#### REQUIREMENT:
Transcribe precisely those lines of the listing that fall between the line containing "For the benchmark, mark every instance of the red" and the last line, inclusive of both.

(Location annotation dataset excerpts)

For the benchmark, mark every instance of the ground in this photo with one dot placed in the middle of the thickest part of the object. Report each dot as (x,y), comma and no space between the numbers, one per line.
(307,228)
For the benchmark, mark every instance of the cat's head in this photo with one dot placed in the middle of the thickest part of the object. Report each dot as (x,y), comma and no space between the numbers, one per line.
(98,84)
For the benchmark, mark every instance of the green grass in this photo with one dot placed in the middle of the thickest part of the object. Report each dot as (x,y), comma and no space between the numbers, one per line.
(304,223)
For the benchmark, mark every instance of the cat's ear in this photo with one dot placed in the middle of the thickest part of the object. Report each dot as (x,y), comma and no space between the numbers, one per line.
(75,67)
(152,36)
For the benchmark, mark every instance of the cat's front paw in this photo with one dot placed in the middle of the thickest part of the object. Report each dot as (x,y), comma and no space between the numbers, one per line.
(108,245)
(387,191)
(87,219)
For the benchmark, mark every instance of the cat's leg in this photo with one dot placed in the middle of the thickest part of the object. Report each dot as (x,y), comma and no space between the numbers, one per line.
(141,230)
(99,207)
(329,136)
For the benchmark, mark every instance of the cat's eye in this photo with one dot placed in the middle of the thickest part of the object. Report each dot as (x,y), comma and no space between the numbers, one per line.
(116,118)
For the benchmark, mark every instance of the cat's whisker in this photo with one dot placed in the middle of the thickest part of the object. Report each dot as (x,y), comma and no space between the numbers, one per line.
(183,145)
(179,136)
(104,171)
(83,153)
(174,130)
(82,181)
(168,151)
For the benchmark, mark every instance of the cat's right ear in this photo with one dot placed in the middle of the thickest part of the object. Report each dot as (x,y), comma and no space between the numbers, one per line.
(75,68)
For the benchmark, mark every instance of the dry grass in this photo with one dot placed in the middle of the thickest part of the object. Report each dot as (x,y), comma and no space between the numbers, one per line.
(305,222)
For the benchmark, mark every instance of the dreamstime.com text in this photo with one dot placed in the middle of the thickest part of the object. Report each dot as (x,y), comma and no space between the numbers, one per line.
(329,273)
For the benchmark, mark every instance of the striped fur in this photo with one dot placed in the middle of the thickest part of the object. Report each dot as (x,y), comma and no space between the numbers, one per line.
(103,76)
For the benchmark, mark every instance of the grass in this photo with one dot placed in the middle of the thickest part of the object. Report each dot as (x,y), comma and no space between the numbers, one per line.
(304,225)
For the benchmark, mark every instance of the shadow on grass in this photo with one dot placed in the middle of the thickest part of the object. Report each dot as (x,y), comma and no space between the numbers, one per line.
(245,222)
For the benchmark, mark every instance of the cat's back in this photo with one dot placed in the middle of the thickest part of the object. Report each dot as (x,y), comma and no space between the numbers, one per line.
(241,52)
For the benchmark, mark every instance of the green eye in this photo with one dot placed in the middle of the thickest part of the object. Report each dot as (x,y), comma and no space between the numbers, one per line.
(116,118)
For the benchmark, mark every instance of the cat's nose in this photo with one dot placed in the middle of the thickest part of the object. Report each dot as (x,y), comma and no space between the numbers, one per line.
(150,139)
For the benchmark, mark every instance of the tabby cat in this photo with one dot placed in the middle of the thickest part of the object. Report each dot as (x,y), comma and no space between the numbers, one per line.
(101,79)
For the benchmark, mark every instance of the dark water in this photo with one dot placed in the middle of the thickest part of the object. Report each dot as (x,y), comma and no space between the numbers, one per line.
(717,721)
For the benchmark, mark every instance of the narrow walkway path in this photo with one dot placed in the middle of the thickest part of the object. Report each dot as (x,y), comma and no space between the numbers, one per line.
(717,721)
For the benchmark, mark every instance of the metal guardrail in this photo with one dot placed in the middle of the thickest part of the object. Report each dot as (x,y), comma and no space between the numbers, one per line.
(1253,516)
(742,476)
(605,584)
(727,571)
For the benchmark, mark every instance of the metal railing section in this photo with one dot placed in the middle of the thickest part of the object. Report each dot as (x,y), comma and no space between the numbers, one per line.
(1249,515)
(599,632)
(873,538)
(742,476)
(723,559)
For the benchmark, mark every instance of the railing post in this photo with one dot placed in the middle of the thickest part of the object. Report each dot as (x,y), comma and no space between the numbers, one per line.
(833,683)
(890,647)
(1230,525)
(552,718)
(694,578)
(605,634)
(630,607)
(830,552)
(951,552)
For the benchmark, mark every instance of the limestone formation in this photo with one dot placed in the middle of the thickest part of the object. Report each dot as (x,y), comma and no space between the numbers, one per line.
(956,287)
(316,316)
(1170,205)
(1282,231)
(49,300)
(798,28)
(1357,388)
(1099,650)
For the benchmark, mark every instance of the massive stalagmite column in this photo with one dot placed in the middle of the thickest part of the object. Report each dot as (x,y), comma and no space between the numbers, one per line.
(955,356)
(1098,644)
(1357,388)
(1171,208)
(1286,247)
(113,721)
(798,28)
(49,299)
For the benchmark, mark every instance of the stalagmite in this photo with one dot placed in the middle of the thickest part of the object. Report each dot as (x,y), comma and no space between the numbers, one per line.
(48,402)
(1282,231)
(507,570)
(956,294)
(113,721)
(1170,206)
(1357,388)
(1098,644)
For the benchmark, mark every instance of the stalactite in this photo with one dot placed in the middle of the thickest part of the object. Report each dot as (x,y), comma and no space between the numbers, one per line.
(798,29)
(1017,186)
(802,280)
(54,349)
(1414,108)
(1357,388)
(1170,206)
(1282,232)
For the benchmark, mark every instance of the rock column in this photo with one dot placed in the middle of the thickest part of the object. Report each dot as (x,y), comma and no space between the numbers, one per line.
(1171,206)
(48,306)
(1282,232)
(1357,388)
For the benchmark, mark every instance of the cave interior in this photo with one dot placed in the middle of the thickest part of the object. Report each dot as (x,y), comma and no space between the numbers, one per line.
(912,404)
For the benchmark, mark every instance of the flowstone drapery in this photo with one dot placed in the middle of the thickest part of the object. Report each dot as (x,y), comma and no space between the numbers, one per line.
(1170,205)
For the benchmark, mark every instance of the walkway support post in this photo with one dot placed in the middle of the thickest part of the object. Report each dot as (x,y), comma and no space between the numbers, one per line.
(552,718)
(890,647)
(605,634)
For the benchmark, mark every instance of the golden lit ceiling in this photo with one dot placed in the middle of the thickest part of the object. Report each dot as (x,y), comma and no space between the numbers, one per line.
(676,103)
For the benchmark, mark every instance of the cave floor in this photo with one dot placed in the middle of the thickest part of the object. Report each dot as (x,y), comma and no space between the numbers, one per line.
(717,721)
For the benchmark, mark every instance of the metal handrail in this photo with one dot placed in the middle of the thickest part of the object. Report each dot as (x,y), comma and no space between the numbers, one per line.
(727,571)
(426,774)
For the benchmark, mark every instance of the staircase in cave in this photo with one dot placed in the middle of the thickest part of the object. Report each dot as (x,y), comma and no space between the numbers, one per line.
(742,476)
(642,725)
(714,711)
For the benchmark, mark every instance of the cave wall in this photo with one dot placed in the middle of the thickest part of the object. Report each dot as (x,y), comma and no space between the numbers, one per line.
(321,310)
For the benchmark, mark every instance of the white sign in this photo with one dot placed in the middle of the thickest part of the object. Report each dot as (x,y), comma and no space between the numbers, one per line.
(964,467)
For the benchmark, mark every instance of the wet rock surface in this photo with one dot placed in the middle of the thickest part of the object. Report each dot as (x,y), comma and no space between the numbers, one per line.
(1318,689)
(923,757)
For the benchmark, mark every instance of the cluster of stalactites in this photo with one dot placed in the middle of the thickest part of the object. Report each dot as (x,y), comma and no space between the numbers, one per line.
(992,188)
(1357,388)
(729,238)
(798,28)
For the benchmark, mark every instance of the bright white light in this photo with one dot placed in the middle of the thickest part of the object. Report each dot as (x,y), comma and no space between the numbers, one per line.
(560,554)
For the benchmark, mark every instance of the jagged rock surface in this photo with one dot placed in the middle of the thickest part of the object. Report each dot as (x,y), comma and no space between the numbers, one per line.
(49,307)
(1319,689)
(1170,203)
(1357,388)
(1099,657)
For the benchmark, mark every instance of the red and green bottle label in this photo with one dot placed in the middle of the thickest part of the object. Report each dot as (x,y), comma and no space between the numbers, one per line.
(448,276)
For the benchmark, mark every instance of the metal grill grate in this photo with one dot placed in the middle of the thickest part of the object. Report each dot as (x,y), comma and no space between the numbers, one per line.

#### RESPONSE BELOW:
For the benchmark, mark every instance of the red and green bottle label in this photo with one dot placed in the middle of the thickest part of the object. Report each dot as (x,y), comma and no space between the numbers, one per line.
(448,276)
For the benchmark, mark every instance of the metal grill grate in this photo with one dot placed in the middle of the thickest part of the object. Report each dot as (x,y), comma and no space between the numbers, one per line.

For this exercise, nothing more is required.